■ Short task:
Transcribe the DPDK mailing-list message, starting with "On 03/04/2015 03:08" and going on through "the sanity checks.".

■ Document passage:

-----

[dpdk-dev] [PATCH] config: default to shared library

Panu Matilainen pmatilai at redhat.com
Wed Mar 4 14:24:12 CET 2015


On 03/04/2015 03:08 PM, Bruce Richardson wrote:
> On Wed, Mar 04, 2015 at 06:28:05AM -0500, Neil Horman wrote:
>> On Wed, Mar 04, 2015 at 01:05:07PM +0200, Panu Matilainen wrote:
>>> On 03/04/2015 11:24 AM, Thomas Monjalon wrote:
>>>> Hi Panu,
>>>>
>>>> 2015-03-04 08:17, Panu Matilainen:
>>>>> With symbol versioning its vital that developers test their code in
>>>>> shared library mode, otherwise we'll be playing "add the forgotten
>>>>> symbol export" from here to eternity.
>>>>
>>>> Yes we must improve the sanity checks.
>>>> A lot of options must be tested (or removed) and not only shared libs.
>>>> But the error you reported before (missing export of rte_eth_dev_release_port)
>>>> cannot be seen even with this patch.
>>>
>>> I know, I didn't say it would have directly caught it. It would've likely
>>> been found earlier though, if nothing else then in testing of the new
>>> librte_pmd_null which clearly nobody had tried in shared lib configuration.
>>>
>> This is accurate.  The default config is a tool, in the sense that it leverages
>> the implicit testing of any users who are experimenting with the DPDK.  Any
>> users out there using the DPDK test/example applications would have realized
>> something was amiss when the testpmd app refused to run with the null or pcap
>> pmd, since there was a missing symbol.  That "social fuzzing" has value, but it
>> only works if the defaults are carefully selected.  Currently, building for
>> shared libraries exposes more existing bugs than static libraries, and so we
>> should set that as our default so as to catch them.
>>
>>>> It means we need more tools.
>>>> Though, default configuration is not a tool.
>>>
>>> Yes, default config is not a tool, its a recommendation of sorts both for
>>> developers and users. It also tends to be the setup that is rarely broken
>>> because it happens to get the most testing :)
>>>
>> And it is a tool (see above).
>>
>>>>
>>>>> By defaulting to shared we should catch more of these cases early,
>>>>> but without taking away anybodys ability to build static.
>>>>
>>>> Shared libraries are convenient for distributions but have a performance
>>>> impact. I think that static build must remain the default choice.

-----

■ Extracted material:
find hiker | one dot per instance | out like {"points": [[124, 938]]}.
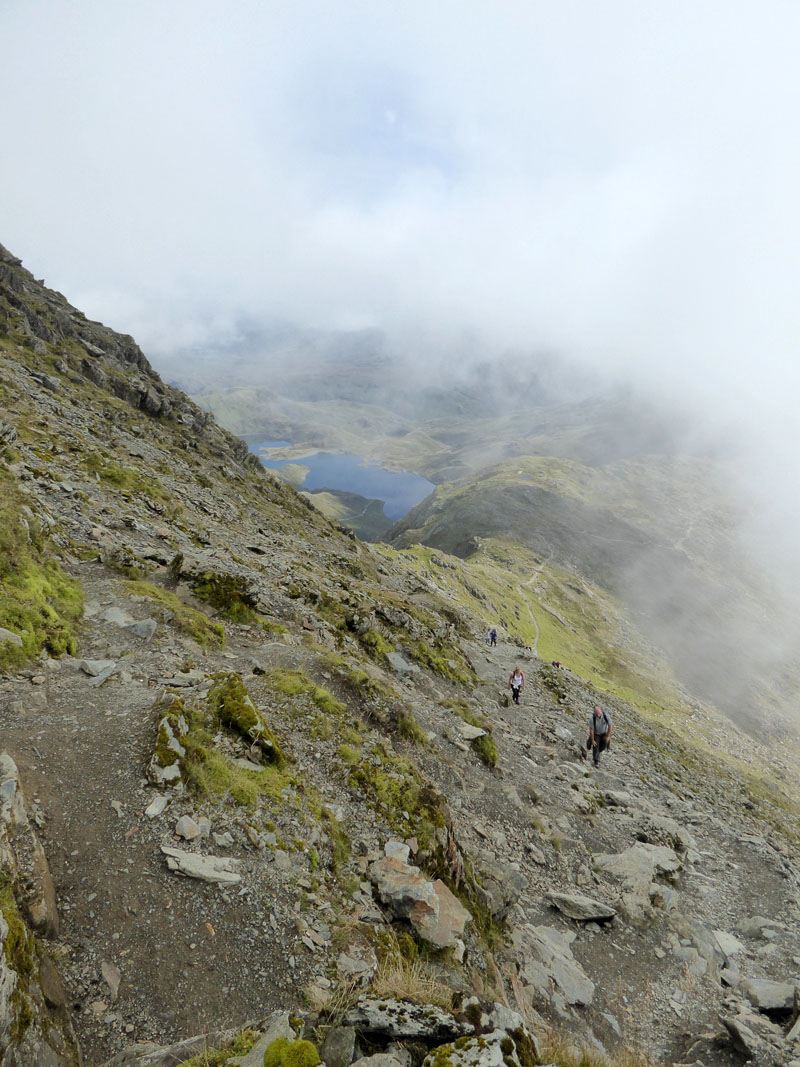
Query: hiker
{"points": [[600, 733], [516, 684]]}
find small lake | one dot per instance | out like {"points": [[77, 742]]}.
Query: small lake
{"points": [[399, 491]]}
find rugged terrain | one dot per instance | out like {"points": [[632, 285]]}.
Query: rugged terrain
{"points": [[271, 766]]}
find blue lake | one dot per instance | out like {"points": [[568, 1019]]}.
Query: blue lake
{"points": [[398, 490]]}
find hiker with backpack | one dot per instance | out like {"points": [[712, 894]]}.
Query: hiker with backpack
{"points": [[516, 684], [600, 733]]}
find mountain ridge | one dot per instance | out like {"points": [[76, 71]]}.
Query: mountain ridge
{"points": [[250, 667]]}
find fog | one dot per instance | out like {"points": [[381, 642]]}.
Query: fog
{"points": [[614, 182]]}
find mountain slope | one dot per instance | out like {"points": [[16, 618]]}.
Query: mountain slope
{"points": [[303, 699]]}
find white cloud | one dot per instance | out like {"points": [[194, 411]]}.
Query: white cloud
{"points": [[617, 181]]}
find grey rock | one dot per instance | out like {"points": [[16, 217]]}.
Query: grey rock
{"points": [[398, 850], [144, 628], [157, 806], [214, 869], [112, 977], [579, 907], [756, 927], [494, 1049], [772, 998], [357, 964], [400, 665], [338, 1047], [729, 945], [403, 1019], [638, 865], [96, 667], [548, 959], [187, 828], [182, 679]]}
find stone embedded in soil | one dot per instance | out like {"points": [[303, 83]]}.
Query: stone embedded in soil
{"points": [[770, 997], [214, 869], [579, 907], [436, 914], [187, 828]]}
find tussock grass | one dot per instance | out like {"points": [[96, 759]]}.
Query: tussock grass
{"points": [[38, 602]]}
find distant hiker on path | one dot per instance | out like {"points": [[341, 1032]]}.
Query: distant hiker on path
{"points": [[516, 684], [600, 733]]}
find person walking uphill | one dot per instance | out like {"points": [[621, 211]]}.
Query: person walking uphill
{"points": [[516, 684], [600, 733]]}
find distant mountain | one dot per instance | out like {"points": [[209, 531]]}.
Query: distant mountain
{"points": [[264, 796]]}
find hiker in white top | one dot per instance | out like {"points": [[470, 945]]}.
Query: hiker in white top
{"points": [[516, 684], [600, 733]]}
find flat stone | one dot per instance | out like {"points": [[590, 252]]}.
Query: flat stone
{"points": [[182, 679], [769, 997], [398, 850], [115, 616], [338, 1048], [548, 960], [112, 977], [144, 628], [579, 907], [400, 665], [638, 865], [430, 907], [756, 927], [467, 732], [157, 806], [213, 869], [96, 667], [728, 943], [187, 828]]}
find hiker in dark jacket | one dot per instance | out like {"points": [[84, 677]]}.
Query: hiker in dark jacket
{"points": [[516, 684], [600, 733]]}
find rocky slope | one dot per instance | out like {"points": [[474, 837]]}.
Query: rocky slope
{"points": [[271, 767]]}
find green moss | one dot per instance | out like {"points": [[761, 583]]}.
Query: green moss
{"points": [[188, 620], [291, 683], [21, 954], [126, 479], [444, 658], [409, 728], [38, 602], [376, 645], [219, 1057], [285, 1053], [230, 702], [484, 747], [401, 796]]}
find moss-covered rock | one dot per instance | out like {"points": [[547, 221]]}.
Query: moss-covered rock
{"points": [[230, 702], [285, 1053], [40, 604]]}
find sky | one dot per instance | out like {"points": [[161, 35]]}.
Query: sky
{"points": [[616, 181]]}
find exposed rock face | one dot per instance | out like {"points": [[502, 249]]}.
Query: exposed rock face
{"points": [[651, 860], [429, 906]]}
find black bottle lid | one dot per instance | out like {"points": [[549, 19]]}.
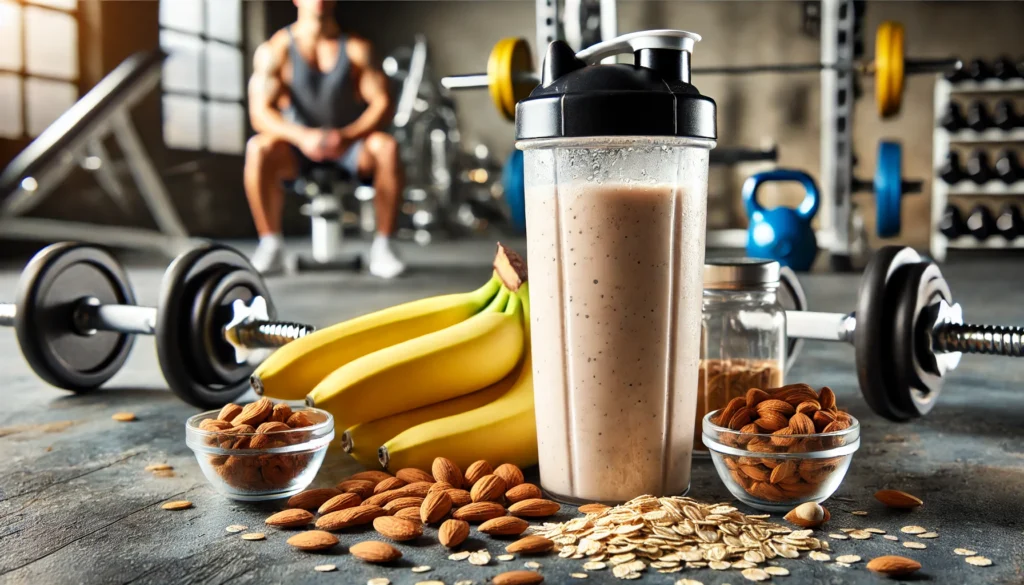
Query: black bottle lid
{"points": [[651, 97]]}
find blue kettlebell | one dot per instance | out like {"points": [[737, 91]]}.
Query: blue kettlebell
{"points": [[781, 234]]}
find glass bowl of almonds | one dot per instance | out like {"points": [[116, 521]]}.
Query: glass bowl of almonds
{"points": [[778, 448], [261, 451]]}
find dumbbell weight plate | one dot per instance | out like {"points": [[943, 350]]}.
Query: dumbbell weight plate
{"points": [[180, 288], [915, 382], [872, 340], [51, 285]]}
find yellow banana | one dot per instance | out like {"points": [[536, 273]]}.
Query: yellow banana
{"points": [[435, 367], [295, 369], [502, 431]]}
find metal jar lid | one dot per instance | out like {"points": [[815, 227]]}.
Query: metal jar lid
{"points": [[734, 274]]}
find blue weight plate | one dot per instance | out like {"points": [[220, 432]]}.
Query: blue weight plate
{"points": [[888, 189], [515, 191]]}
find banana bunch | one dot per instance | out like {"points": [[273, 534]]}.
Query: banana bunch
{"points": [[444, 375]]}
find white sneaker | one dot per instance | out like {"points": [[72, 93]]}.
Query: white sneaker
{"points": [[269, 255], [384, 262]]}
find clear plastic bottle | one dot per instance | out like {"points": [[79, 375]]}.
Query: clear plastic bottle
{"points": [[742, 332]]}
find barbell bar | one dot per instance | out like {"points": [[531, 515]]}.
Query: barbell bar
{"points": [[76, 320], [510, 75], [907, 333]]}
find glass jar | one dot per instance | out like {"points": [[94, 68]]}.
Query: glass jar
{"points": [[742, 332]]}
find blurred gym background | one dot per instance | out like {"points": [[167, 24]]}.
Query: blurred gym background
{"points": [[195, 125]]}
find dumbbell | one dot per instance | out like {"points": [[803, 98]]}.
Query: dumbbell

-----

■ Output for this task:
On 03/04/2015 03:08 PM, Bruce Richardson wrote:
> On Wed, Mar 04, 2015 at 06:28:05AM -0500, Neil Horman wrote:
>> On Wed, Mar 04, 2015 at 01:05:07PM +0200, Panu Matilainen wrote:
>>> On 03/04/2015 11:24 AM, Thomas Monjalon wrote:
>>>> Hi Panu,
>>>>
>>>> 2015-03-04 08:17, Panu Matilainen:
>>>>> With symbol versioning its vital that developers test their code in
>>>>> shared library mode, otherwise we'll be playing "add the forgotten
>>>>> symbol export" from here to eternity.
>>>>
>>>> Yes we must improve the sanity checks.